__Required action__. Within the entries below, find each line containing the word "Category" and copy it.

__Input for this task__.
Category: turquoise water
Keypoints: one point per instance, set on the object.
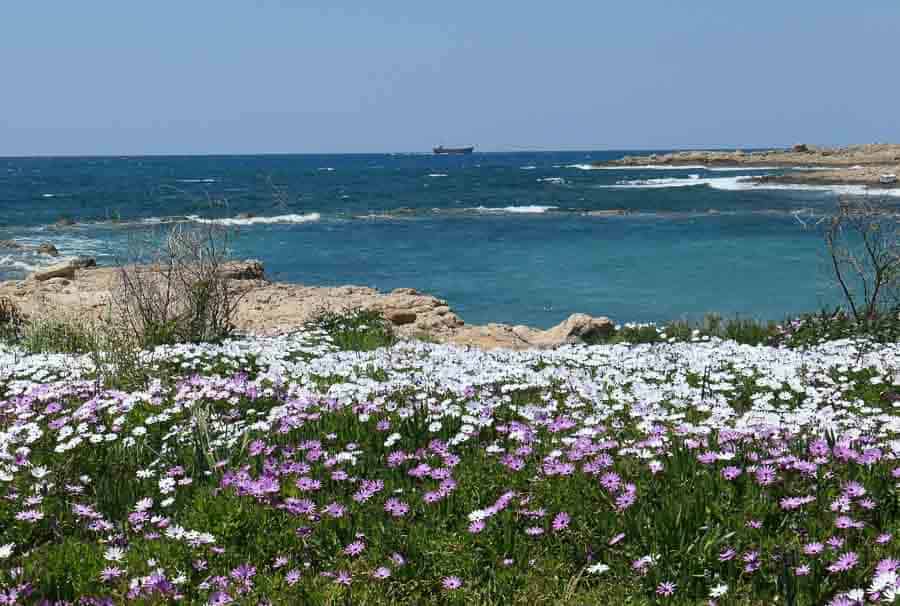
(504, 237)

==

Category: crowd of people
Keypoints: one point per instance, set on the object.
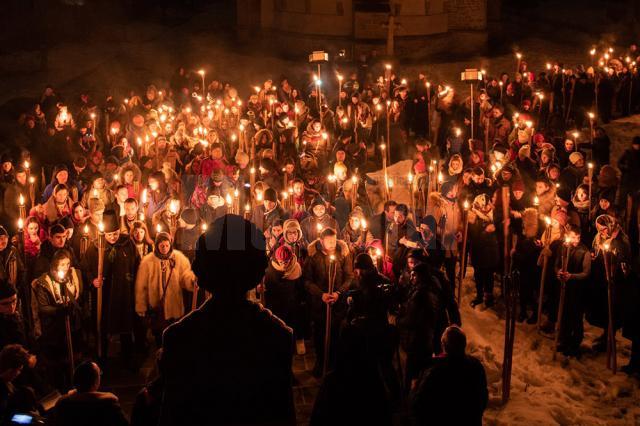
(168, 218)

__Solved problem__.
Category: turquoise water
Category: crowd of people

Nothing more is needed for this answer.